§ **Page extract**
I work in a retail store up here in Washington. I usually work on the floor at nights, but since spring came and we’ve gotten pretty busy, I’ve been working a lot of midshifts on the register. Well, yesterday, while we were busy, this guy came in with his grandson.
Let me paint a picture for you. This guy has dreads. His clothes are plain, shabby, and worn out. He basically looks like a homeless guy. His little grandson is just so cute, and doesn’t look like he’s homeless.
Anyway, while I’m waiting on the customer in line before him, I hear this guy ask his grandson what his address was. His grandson replies. Then I hear him ask him what his phone number was. His grandson replies. Then I hear this guy say ‘Good job. Now don’t forget that. That’s very important stuff to remember.’ I was just plain shocked.
Then it’s their turn and I begin ringing them out. He hands his grandson the money to pay for his little toy. I take the money, make change, and give it to the little boy. The whole time this guy is telling him to say thank you and everything. I’m just floored at this point. Then he picks up the child and tells him to put his change in the little donation box on the card machine table to help out the little kids (that particular box is for a local children’s hospital).

§ **Supplied entries**
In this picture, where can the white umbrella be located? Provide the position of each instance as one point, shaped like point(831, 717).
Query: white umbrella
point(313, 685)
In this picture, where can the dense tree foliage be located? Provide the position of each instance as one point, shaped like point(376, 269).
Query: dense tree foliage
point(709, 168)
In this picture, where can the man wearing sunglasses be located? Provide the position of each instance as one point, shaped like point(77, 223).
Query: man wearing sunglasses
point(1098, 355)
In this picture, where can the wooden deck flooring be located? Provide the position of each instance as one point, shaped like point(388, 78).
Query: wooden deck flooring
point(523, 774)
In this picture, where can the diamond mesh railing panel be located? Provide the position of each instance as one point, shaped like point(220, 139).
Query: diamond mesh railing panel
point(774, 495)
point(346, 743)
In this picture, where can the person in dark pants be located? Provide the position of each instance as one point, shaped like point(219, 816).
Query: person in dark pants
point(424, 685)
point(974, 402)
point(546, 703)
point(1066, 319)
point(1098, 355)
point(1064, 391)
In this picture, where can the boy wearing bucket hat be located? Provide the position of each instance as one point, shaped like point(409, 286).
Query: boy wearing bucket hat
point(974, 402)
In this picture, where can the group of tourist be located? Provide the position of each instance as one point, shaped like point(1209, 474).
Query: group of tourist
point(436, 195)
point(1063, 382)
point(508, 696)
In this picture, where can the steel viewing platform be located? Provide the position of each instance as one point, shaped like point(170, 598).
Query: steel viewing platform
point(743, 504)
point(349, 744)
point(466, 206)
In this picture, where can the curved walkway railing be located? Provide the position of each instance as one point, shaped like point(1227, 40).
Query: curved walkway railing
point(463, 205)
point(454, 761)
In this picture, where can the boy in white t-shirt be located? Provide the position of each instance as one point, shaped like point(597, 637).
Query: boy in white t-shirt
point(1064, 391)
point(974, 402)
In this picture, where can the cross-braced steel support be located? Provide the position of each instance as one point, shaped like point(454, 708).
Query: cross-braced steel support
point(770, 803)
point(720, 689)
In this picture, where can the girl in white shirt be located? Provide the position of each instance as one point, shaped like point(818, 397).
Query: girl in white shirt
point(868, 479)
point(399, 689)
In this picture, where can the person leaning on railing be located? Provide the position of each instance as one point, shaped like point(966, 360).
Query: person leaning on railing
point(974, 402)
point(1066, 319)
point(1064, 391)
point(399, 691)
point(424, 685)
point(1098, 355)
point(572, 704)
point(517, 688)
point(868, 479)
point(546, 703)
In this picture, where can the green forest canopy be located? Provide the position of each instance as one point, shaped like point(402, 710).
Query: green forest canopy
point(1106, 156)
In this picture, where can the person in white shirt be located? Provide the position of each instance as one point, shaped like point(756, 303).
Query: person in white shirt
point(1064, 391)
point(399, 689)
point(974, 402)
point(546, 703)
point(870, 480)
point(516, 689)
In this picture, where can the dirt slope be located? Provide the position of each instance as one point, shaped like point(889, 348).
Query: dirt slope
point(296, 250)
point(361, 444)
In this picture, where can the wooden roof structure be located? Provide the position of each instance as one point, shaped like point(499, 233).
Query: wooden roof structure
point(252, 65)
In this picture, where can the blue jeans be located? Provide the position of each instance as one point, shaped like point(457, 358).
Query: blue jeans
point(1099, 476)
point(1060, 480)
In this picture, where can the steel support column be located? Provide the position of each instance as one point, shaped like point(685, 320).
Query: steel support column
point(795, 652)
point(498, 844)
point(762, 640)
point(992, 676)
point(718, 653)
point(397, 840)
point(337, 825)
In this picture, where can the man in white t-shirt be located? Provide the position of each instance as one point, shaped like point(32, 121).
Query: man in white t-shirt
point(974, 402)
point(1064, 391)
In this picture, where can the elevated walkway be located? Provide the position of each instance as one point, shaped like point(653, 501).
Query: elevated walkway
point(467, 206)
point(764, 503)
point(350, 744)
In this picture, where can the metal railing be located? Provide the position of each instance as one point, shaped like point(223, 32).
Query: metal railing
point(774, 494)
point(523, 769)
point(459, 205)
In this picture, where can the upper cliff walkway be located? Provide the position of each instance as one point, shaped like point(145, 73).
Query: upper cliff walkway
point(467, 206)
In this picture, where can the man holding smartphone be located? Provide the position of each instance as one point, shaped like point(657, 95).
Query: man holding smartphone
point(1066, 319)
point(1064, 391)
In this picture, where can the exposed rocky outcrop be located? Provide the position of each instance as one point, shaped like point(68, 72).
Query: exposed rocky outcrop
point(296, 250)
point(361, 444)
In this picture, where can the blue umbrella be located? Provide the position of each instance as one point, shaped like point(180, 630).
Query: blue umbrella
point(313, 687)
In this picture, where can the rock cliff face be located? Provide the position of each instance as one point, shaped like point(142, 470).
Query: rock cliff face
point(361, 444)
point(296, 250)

§ **What the exercise asks**
Write out everything in the retail store story from "I work in a" down to "just plain shocked.", switching "Washington" to "Oregon".

§ **Exercise result**
I work in a retail store up here in Oregon. I usually work on the floor at nights, but since spring came and we’ve gotten pretty busy, I’ve been working a lot of midshifts on the register. Well, yesterday, while we were busy, this guy came in with his grandson.
Let me paint a picture for you. This guy has dreads. His clothes are plain, shabby, and worn out. He basically looks like a homeless guy. His little grandson is just so cute, and doesn’t look like he’s homeless.
Anyway, while I’m waiting on the customer in line before him, I hear this guy ask his grandson what his address was. His grandson replies. Then I hear him ask him what his phone number was. His grandson replies. Then I hear this guy say ‘Good job. Now don’t forget that. That’s very important stuff to remember.’ I was just plain shocked.